--- Start ---

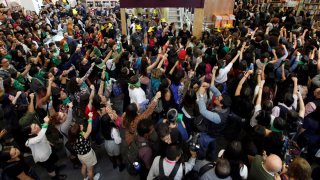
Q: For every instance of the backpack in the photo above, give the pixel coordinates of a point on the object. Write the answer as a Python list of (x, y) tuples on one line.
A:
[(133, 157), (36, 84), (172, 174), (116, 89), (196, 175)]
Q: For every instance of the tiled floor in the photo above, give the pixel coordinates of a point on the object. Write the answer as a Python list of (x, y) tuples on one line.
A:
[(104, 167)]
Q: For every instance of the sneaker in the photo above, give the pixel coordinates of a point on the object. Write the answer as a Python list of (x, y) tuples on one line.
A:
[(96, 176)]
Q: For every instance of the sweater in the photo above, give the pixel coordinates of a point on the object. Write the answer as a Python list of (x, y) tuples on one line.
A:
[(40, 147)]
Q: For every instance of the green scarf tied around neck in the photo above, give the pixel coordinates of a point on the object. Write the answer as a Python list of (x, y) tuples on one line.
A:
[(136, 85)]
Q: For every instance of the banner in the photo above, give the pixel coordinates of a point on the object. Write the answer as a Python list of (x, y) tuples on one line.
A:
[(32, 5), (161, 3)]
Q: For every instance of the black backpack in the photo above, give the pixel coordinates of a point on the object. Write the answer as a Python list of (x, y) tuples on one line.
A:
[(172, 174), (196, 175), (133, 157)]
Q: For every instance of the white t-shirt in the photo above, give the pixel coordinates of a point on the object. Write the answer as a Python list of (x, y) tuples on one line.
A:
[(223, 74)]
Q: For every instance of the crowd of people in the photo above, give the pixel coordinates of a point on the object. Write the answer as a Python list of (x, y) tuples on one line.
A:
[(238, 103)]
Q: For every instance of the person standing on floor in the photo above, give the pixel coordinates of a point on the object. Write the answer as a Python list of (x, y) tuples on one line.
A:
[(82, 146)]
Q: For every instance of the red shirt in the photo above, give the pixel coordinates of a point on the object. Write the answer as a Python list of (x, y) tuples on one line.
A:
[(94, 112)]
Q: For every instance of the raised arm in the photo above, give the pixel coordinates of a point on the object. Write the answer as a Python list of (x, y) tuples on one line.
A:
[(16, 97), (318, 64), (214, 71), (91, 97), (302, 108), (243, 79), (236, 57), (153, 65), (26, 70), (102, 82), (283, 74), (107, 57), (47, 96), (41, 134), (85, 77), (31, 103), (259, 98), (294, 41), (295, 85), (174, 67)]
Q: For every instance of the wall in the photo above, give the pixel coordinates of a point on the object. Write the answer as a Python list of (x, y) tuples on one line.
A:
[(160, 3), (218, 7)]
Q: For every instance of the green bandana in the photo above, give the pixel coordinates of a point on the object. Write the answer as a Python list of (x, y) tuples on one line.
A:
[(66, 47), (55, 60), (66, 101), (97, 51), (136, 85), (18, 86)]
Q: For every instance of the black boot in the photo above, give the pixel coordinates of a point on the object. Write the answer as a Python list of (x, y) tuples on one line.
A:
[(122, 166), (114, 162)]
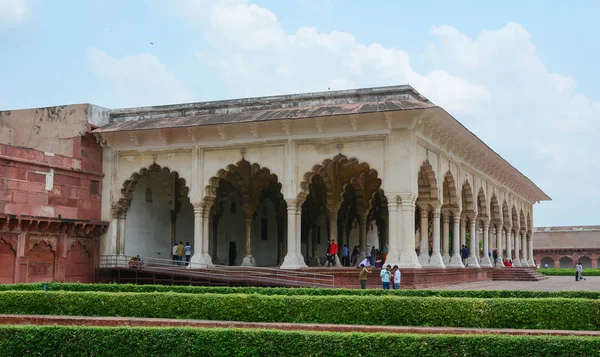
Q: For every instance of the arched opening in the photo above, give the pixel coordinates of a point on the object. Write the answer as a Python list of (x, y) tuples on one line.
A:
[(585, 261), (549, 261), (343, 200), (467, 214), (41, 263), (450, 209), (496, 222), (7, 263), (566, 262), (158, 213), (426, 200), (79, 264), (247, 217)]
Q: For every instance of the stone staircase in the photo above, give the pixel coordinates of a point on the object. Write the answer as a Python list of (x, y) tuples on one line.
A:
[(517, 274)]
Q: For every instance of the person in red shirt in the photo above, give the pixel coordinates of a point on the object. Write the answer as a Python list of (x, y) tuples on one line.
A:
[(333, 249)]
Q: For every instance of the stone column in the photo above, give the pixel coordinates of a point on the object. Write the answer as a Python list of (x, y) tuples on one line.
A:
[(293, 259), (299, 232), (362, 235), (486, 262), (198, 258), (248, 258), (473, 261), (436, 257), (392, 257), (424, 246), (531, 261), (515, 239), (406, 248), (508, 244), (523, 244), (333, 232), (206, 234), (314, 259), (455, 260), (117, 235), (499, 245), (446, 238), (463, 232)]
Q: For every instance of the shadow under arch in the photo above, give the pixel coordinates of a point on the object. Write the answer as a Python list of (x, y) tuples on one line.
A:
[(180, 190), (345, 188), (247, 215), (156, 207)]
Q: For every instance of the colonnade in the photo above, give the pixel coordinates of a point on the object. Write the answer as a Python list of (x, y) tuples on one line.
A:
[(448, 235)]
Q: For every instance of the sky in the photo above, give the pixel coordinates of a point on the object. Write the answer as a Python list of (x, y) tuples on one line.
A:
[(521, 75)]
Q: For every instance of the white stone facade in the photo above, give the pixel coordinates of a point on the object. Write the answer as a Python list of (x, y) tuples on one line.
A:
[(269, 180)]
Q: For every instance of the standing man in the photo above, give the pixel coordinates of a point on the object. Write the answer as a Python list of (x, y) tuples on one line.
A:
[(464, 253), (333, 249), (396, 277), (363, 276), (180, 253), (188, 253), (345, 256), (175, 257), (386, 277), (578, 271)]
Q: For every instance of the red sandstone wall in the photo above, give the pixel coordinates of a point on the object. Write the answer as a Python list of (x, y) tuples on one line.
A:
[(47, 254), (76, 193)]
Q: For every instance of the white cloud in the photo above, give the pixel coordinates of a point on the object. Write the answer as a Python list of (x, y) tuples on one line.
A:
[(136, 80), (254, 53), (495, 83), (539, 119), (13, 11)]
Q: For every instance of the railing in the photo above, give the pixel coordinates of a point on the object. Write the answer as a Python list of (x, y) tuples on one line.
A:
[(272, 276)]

--- End ---

GIVEN INSTRUCTION. Write out all of the records above word for word, omitting the pictures.

ANSWER BELOW.
Q: For every instance of the backpack in the photo above, give the pixel coordinates of a point on the object. Write the answer as a Python list of (x, y) tuples on one line.
A:
[(133, 157), (36, 84), (172, 174), (116, 89), (196, 175)]
Q: For every instance of the tiled floor in the photo above, give the pixel coordinates of a point on the object. Write the answer as a Python list of (x, y) tuples on one line.
A:
[(104, 167)]
Q: For every instance of the sneaker in the photo above, give the pixel coordinates of a point on the object. Write the answer as a Python list of (x, y) tuples on one line.
A:
[(96, 176)]
Q: For every instance of the sweater in the photo above, give the pixel coordinates of a point on the object. Write the answer as a Python list of (x, y) tuples on one line.
A:
[(40, 147)]
Q: For every instance of the green scarf tied around neck in the photo above, give the pixel coordinates of a point on the object. Write the answer as a Python list of (x, y) tuples on one line.
A:
[(136, 85)]
Q: For every instance of the banner in the photo above, give the pixel coordinates of a point on the object. Write the answer as a Python list of (x, y) tuples on one line.
A:
[(32, 5), (161, 3)]
Q: For every instance of the black backpack in the photo above, give the pixel coordinates of a point on the object. Write the answer as a Python list of (x, y) tuples on one line.
A:
[(172, 174), (196, 175), (133, 157)]
Q: For every instance of the white t-shirt in the photo above, give the pixel coordinates of a point on the object. Write the answer as a Python list of (x, y) tuples on one line.
A:
[(223, 74)]
Q: For every instance of the crowd of people in the photo above, give the pixel coordinates of a point on the object. Write the answer as a Python list of (x, y) tuples on one line.
A:
[(238, 103)]
Q: For every instance of the person standing on floor in the photo above, give the pixel coordinates of a point on the object. Write the answer as a Python list of (x, y) tuples on one line.
A:
[(82, 146)]
Q: For every instance of the red shirt in the photo above, give the pixel coordinates of a point on the object. Write the answer as a Python list of (x, y) tuples on one line.
A:
[(94, 112)]
Q: For every instance of the raised arm in the photo above, give the pixel coordinates of a point on the object. Write the answer as a Python list of (x, y) tuples on one line.
A:
[(16, 97), (318, 64), (214, 71), (91, 97), (302, 108), (243, 79), (236, 57), (153, 65), (26, 70), (102, 82), (283, 74), (107, 57), (47, 96), (41, 134), (85, 77), (31, 103), (259, 98), (294, 41), (295, 85), (174, 67)]
Q: For every instance of the wall in the photo above, give the pixel coordinates of a point on the object. Write the answer as a Python list of (x, y) tuples on one line.
A:
[(160, 3), (218, 7)]
Q: For every instance of the green bandana in the photo above, give the pixel coordinates of a point on the object. Write the answer as a Python list of (x, y) tuples on one line.
A:
[(66, 47), (55, 60), (66, 101), (97, 51), (136, 85), (18, 86)]
Q: For every instance of the black boot in the photo above, give the pixel coordinates of a point on the object. Write the answer as a Python list of (x, y) tuples on one line.
A:
[(122, 166), (114, 162)]
Q: For every instance of the arched opening in the photo above, give the pixel coordinates of a point on the object. Write the answer as a Python list of (x, y) tuples on one line.
A:
[(585, 261), (549, 261), (343, 200), (467, 214), (41, 263), (450, 209), (496, 222), (7, 263), (566, 262), (158, 213), (426, 200), (79, 264), (247, 217)]
Q: For every instance of the stone staircase in the photo above, give the pixel coordinates of a point on the object. Write the answer as a Python list of (x, y) tuples on one line.
A:
[(517, 274)]
Q: For every instance of the person in red shirt in the photo above, give the pixel coordinates of a point on the object. Write the answer as a Python list of (x, y) tuples on one line.
A:
[(333, 249)]
Q: For every instance of the stone column in the photo above, give the pixel coordinates of a point on the object. Write the answer as a Python list of (x, y) tuples on one line.
A:
[(293, 259), (299, 232), (362, 235), (486, 262), (198, 258), (248, 258), (473, 261), (436, 257), (392, 257), (424, 246), (531, 261), (515, 239), (406, 248), (508, 244), (523, 244), (333, 232), (206, 234), (314, 259), (455, 260), (117, 235), (499, 245), (446, 238), (463, 232)]
Q: For every instance of the shadow under arch in the photo above, give the pixel coordinates of a point on the object. Write the answer as a Python list of (x, y) tuples on one line.
A:
[(180, 190), (345, 188), (247, 215), (156, 207)]
Q: For every instance of the colonnade in the photo above, give the pixel coordinates of a point on the object. Write the answer as a Python list of (x, y) tuples on one line.
A:
[(448, 235)]
Q: For every instance of the sky in the photo above, give the pixel coordinates of a point on the object. Write the answer as a Python list of (x, y) tuples on one line.
A:
[(521, 75)]
Q: For every instance of the white stone facade in the photo above, give the pixel coordinates of a point on the object. Write the answer as a Python list of (x, y) tuples on one line.
A:
[(269, 180)]
Q: For every instance of the standing man in the photo above, give the pixel coordinates of a point on the object. Write the answer as a Python list of (x, y) tuples on one line.
A:
[(464, 253), (333, 249), (396, 277), (363, 276), (180, 253), (188, 253), (345, 256), (175, 257), (386, 277), (578, 271)]
Q: For every instance of the red sandstone wall in the photo above, give the pixel coordinates of a point on the object. Write the answer as a Python list of (x, y) tuples on one line.
A:
[(47, 254), (76, 193)]
Q: For every instance of the white cloud in the photo above, give the pixel coordinates of a point on the object. Write the answer as a Python list of (x, y) tuples on one line.
A:
[(136, 80), (254, 53), (495, 83), (539, 119), (13, 11)]
Q: For every instance of the railing in the photo above, give the pixel coordinates of a point on the object. Write the answer as a Python list of (x, y) tuples on one line.
A:
[(272, 276)]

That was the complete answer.